WORK INSTRUCTIONS
Can you reproduce, word for word, the stretch of the Mork and Mindy piece that begins at "The role was" and stops after "charisma and energy."?

GIVEN PASSAGE
Mork and Mindy

Mork form Ork wasn’t Robin Williams’ first role, but it was certainly the one that made him a household name. So, as we mourn the passing of a man whose life’s work was to bring joy to others, I thought I’d take a look at the pilot of Mork and Mindy. It premiered in 1978, after the character earned raves in a dream sequence on Happy Days.

Mork’s story is told in linear fashion, with one exception, which I’ll get to in a moment. The show opens with him being called into the principal’s office, so to speak, as he appears before the shadowy Orson, his boss. Orson (named for Orson Welles?) reprimands Mork for his constant joke-making. Humor has no place on their planet, so Mork is being sent on assignment to Earth.


His ship lands in the woods near Boulder, Colorado, where Mindy (Pam Dawber) is being sexually assaulted by a date, who then steals her Jeep. This is an interesting scene, because in a more clichéd show, Mork would have rescued her from the douchebag, and then she would have fallen for Mork romantically. Instead, in the show’s emblematic fashion, she mistakes Mork for a priest because he’s wearing a suit backwards and the collar looks vaguely like a priest’s. He walks her home, where she offers him some iced tea, and his true identity comes out.

The role was perfect for Williams, as it provided ample opportunity to showcase his skill with impersonations and physical comedy while also allowing room for his serious side. His extraterrestrial perspective offers a platform to comment on human society.

Mindy’s reaction to discovering she’s brought home an alien is delightful. Her pure wonder overrides any fear she should probably be feeling. Mork’s antics, from his strange handshake to “sitting” on his head come with such charm that she just goes along for the ride. One can image that what we’re seeing is actually Pam Dawber, the actress, just reacting in wonder at working in the presence of such charisma and energy.

SUPPLIED MATERIAL
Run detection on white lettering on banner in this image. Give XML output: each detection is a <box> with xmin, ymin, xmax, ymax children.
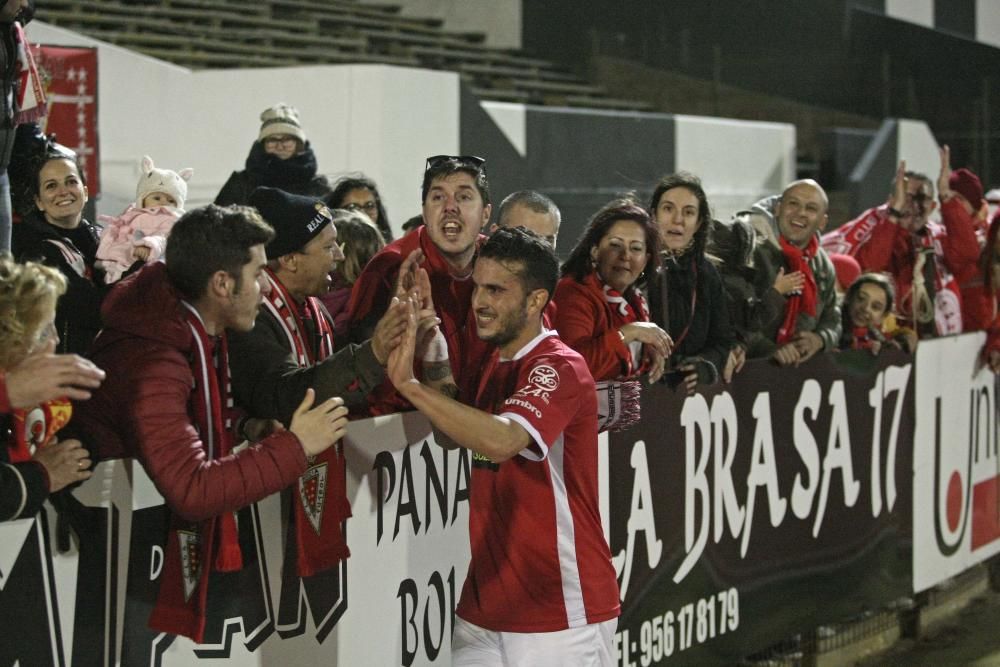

TASK RESPONSE
The role was perfect for Williams, as it provided ample opportunity to showcase his skill with impersonations and physical comedy while also allowing room for his serious side. His extraterrestrial perspective offers a platform to comment on human society.

Mindy’s reaction to discovering she’s brought home an alien is delightful. Her pure wonder overrides any fear she should probably be feeling. Mork’s antics, from his strange handshake to “sitting” on his head come with such charm that she just goes along for the ride. One can image that what we’re seeing is actually Pam Dawber, the actress, just reacting in wonder at working in the presence of such charisma and energy.